# ACTIVITY:
Retype the lines below exactly as they appear, leaving out the pictures.
═════ RECORDED INFORMATION ═════
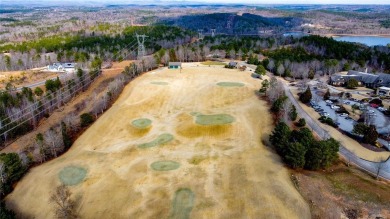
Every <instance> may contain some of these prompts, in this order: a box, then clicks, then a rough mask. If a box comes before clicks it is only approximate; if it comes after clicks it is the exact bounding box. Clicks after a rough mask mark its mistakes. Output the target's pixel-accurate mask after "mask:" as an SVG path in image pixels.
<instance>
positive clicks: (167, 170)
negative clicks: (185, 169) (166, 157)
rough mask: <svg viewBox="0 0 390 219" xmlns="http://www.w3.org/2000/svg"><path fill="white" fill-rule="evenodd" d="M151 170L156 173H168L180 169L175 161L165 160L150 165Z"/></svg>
mask: <svg viewBox="0 0 390 219" xmlns="http://www.w3.org/2000/svg"><path fill="white" fill-rule="evenodd" d="M150 167H151V168H152V169H153V170H156V171H169V170H176V169H177V168H179V167H180V164H179V163H178V162H175V161H171V160H166V161H157V162H154V163H152V164H151V165H150Z"/></svg>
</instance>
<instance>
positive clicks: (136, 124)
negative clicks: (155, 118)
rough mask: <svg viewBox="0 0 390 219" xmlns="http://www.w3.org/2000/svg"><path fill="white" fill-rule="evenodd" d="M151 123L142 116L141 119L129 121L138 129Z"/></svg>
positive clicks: (144, 126)
mask: <svg viewBox="0 0 390 219" xmlns="http://www.w3.org/2000/svg"><path fill="white" fill-rule="evenodd" d="M151 124H152V120H150V119H146V118H142V119H136V120H133V121H132V122H131V125H133V126H134V127H135V128H138V129H146V128H149V126H150V125H151Z"/></svg>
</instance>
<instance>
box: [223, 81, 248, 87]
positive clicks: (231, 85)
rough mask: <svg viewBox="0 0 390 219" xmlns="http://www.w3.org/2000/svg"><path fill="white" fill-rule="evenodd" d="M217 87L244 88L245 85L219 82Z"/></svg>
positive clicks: (242, 83)
mask: <svg viewBox="0 0 390 219" xmlns="http://www.w3.org/2000/svg"><path fill="white" fill-rule="evenodd" d="M217 85H218V86H221V87H244V86H245V84H243V83H239V82H219V83H217Z"/></svg>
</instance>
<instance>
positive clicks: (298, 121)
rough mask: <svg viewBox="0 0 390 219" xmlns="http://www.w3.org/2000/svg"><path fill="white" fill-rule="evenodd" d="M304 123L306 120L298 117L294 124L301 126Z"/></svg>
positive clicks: (297, 125)
mask: <svg viewBox="0 0 390 219" xmlns="http://www.w3.org/2000/svg"><path fill="white" fill-rule="evenodd" d="M305 125H306V120H305V119H304V118H300V119H299V120H298V122H297V123H296V126H298V127H303V126H305Z"/></svg>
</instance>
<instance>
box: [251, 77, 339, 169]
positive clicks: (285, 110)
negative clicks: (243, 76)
mask: <svg viewBox="0 0 390 219" xmlns="http://www.w3.org/2000/svg"><path fill="white" fill-rule="evenodd" d="M259 92H260V93H264V94H265V96H266V97H267V100H268V101H269V102H270V105H271V108H270V110H271V112H272V113H273V114H274V115H275V117H274V118H275V121H276V123H277V124H276V126H275V128H274V130H273V132H272V134H271V135H270V138H269V140H270V143H271V144H272V145H273V147H274V148H275V150H276V152H277V153H278V154H279V155H280V156H281V158H282V159H283V161H284V162H285V163H286V164H287V165H288V166H290V167H291V168H294V169H300V168H304V169H309V170H318V169H322V168H326V167H329V166H330V165H331V164H332V163H334V162H335V161H336V160H337V158H338V154H337V153H338V151H339V146H340V143H339V142H338V141H336V140H335V139H333V138H329V139H326V140H316V139H315V138H314V136H313V134H312V132H311V130H310V129H308V128H306V127H303V126H305V125H306V122H305V120H304V119H303V118H301V119H299V120H298V122H296V123H295V125H294V123H293V122H294V121H296V119H297V117H298V114H297V111H296V109H295V107H294V106H293V105H292V104H291V102H290V101H289V99H288V97H287V96H286V94H285V91H284V87H283V84H282V82H280V81H278V80H277V79H276V78H275V77H272V78H271V79H270V82H268V80H263V82H262V88H261V89H260V91H259ZM305 98H309V97H305ZM310 99H311V97H310ZM304 101H305V100H304ZM288 124H290V126H293V127H296V128H293V129H291V128H290V127H289V125H288ZM298 127H302V128H298Z"/></svg>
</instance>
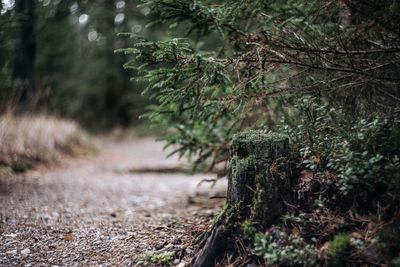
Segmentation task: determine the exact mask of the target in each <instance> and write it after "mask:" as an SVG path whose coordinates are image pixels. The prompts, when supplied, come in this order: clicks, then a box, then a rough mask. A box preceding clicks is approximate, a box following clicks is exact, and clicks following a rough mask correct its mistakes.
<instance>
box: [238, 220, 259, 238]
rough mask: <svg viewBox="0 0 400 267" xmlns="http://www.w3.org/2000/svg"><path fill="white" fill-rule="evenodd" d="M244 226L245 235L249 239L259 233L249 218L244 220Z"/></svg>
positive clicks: (243, 230)
mask: <svg viewBox="0 0 400 267" xmlns="http://www.w3.org/2000/svg"><path fill="white" fill-rule="evenodd" d="M242 228H243V233H244V235H245V236H246V237H247V238H249V239H253V237H254V236H255V234H256V233H257V229H256V228H255V227H254V225H253V223H252V222H250V221H248V220H246V221H244V222H243V224H242Z"/></svg>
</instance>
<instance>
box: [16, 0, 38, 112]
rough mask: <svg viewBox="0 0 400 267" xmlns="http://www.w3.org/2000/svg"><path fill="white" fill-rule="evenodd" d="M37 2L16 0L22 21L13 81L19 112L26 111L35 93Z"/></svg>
mask: <svg viewBox="0 0 400 267" xmlns="http://www.w3.org/2000/svg"><path fill="white" fill-rule="evenodd" d="M34 9H35V1H32V0H16V1H15V14H16V16H17V18H18V20H19V21H20V24H19V27H20V30H19V37H18V40H17V43H16V50H15V55H14V66H13V73H12V74H13V80H14V82H15V86H16V98H17V105H18V108H17V109H18V110H19V111H26V110H27V109H28V108H29V102H30V100H31V99H32V97H33V94H34V92H35V59H36V40H35V12H34Z"/></svg>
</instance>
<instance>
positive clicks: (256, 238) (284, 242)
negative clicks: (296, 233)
mask: <svg viewBox="0 0 400 267" xmlns="http://www.w3.org/2000/svg"><path fill="white" fill-rule="evenodd" d="M253 252H254V254H255V255H257V256H262V257H263V259H264V261H265V264H266V265H280V266H315V264H316V262H317V254H316V248H315V247H314V246H312V245H310V244H307V243H306V242H305V241H304V239H303V238H301V237H300V236H298V235H287V234H286V233H285V232H283V231H280V230H274V231H272V232H267V233H265V234H263V233H257V234H256V235H255V237H254V251H253Z"/></svg>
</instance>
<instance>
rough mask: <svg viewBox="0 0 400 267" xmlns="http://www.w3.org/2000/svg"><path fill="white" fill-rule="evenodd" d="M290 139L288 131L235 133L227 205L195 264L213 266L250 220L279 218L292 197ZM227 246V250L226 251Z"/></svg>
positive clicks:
═════
# TASK ANSWER:
Every <instance> may contain some of these prompts, in this order: a box, then clicks, then a rough mask. If a box comes before clicks it is only approximate; if it comes after clicks it is the exact bounding box. Clicks after a rough mask mark its mistakes. Output the target's pixel-accurate mask after "mask:" as an SVG path in image pixels.
<instance>
positive clicks: (167, 170)
negative clicks: (185, 169) (166, 157)
rough mask: <svg viewBox="0 0 390 219" xmlns="http://www.w3.org/2000/svg"><path fill="white" fill-rule="evenodd" d="M151 170L156 173H168L180 169L175 161L165 160L150 165Z"/></svg>
mask: <svg viewBox="0 0 390 219" xmlns="http://www.w3.org/2000/svg"><path fill="white" fill-rule="evenodd" d="M150 167H151V168H152V169H153V170H156V171H169V170H176V169H177V168H179V167H180V164H179V163H178V162H175V161H171V160H166V161H157V162H154V163H152V164H151V165H150Z"/></svg>
</instance>
<instance>
positive clicks: (136, 124)
negative clicks: (155, 118)
rough mask: <svg viewBox="0 0 390 219" xmlns="http://www.w3.org/2000/svg"><path fill="white" fill-rule="evenodd" d="M151 123L142 116L141 119L129 121L138 129Z"/></svg>
positive clicks: (144, 126)
mask: <svg viewBox="0 0 390 219" xmlns="http://www.w3.org/2000/svg"><path fill="white" fill-rule="evenodd" d="M151 124H152V120H150V119H146V118H142V119H136V120H133V121H132V122H131V125H133V126H134V127H135V128H138V129H146V128H149V126H150V125H151Z"/></svg>
</instance>
<instance>
box: [223, 81, 248, 87]
positive clicks: (231, 85)
rough mask: <svg viewBox="0 0 390 219" xmlns="http://www.w3.org/2000/svg"><path fill="white" fill-rule="evenodd" d="M217 87L244 88L245 85L219 82Z"/></svg>
positive clicks: (242, 83)
mask: <svg viewBox="0 0 390 219" xmlns="http://www.w3.org/2000/svg"><path fill="white" fill-rule="evenodd" d="M217 85H218V86H221V87H244V86H245V84H243V83H239V82H219V83H217Z"/></svg>
</instance>
<instance>
positive clicks: (298, 121)
rough mask: <svg viewBox="0 0 390 219" xmlns="http://www.w3.org/2000/svg"><path fill="white" fill-rule="evenodd" d="M304 123L306 120L298 117L294 124L301 126Z"/></svg>
positive clicks: (297, 125)
mask: <svg viewBox="0 0 390 219" xmlns="http://www.w3.org/2000/svg"><path fill="white" fill-rule="evenodd" d="M305 125H306V120H305V119H304V118H300V119H299V120H298V122H297V123H296V126H298V127H303V126H305Z"/></svg>
</instance>
<instance>
box: [251, 77, 339, 169]
positive clicks: (285, 110)
negative clicks: (243, 76)
mask: <svg viewBox="0 0 390 219" xmlns="http://www.w3.org/2000/svg"><path fill="white" fill-rule="evenodd" d="M259 92H260V93H264V94H265V96H266V97H267V100H268V101H269V102H270V105H271V108H270V110H271V112H272V113H273V114H274V115H275V117H274V118H275V121H276V123H277V124H276V126H275V128H274V130H273V132H272V134H271V135H270V138H269V140H270V143H271V144H272V145H273V147H274V148H275V150H276V152H277V153H278V154H279V155H280V156H281V158H282V159H283V161H284V162H285V163H286V164H287V165H288V166H290V167H291V168H294V169H300V168H304V169H309V170H318V169H322V168H326V167H329V166H330V165H331V164H332V163H334V162H335V161H336V160H337V158H338V154H337V153H338V151H339V146H340V143H339V142H338V141H336V140H335V139H333V138H329V139H326V140H316V139H315V138H314V136H313V134H312V132H311V130H310V129H308V128H306V127H303V126H305V125H306V122H305V120H304V119H303V118H301V119H299V120H298V122H296V123H295V125H294V123H293V122H294V121H296V119H297V117H298V114H297V111H296V109H295V107H294V106H293V105H292V104H291V102H290V101H289V99H288V97H287V96H286V94H285V91H284V87H283V84H282V82H280V81H278V80H277V79H276V78H275V77H272V78H271V79H270V82H268V80H263V82H262V88H261V89H260V91H259ZM305 98H309V97H305ZM310 99H311V97H310ZM304 101H305V100H304ZM288 124H290V126H293V127H296V128H293V129H291V128H290V127H289V125H288ZM298 127H302V128H298Z"/></svg>
</instance>
Segmentation task: determine the exact mask of the target in each <instance> and write it after "mask:" as an SVG path whose coordinates are image pixels. The prompts, when supplied, come in this order: clicks, then a box, then a rough mask. A box preceding clicks is approximate, a box following clicks is exact, and clicks following a rough mask correct its mistakes.
<instance>
box: [238, 220, 259, 238]
rough mask: <svg viewBox="0 0 400 267" xmlns="http://www.w3.org/2000/svg"><path fill="white" fill-rule="evenodd" d="M244 226L245 235L249 239L259 233L249 218L244 220Z"/></svg>
positive clicks: (243, 230)
mask: <svg viewBox="0 0 400 267" xmlns="http://www.w3.org/2000/svg"><path fill="white" fill-rule="evenodd" d="M242 228H243V233H244V235H245V236H246V237H247V238H249V239H253V237H254V236H255V234H256V233H257V229H256V228H255V227H254V225H253V223H252V222H250V221H248V220H246V221H244V222H243V224H242Z"/></svg>
</instance>
<instance>
box: [16, 0, 38, 112]
rough mask: <svg viewBox="0 0 400 267" xmlns="http://www.w3.org/2000/svg"><path fill="white" fill-rule="evenodd" d="M37 2L16 0L22 21L13 81L19 112L26 111L35 93Z"/></svg>
mask: <svg viewBox="0 0 400 267" xmlns="http://www.w3.org/2000/svg"><path fill="white" fill-rule="evenodd" d="M34 9H35V1H32V0H16V1H15V14H16V16H17V18H18V20H19V21H20V24H19V27H20V30H19V37H18V40H17V43H16V50H15V55H14V66H13V73H12V74H13V80H14V82H15V86H16V98H17V105H18V108H17V109H18V110H19V111H26V110H27V109H28V108H29V102H30V100H31V99H32V97H33V94H34V92H35V59H36V40H35V12H34Z"/></svg>
</instance>
<instance>
positive clicks: (256, 238) (284, 242)
negative clicks: (296, 233)
mask: <svg viewBox="0 0 400 267" xmlns="http://www.w3.org/2000/svg"><path fill="white" fill-rule="evenodd" d="M253 252H254V254H255V255H257V256H262V257H263V259H264V261H265V264H266V265H280V266H315V264H316V262H317V254H316V248H315V247H314V246H312V245H310V244H307V243H306V242H305V241H304V239H303V238H301V237H300V236H298V235H287V234H286V233H285V232H283V231H280V230H274V231H272V232H267V233H265V234H263V233H257V234H256V235H255V237H254V251H253Z"/></svg>
</instance>
<instance>
rough mask: <svg viewBox="0 0 400 267" xmlns="http://www.w3.org/2000/svg"><path fill="white" fill-rule="evenodd" d="M290 139L288 131L235 133L227 205L195 264L213 266L250 220L279 218L292 197ZM227 246V250L226 251Z"/></svg>
positive clicks:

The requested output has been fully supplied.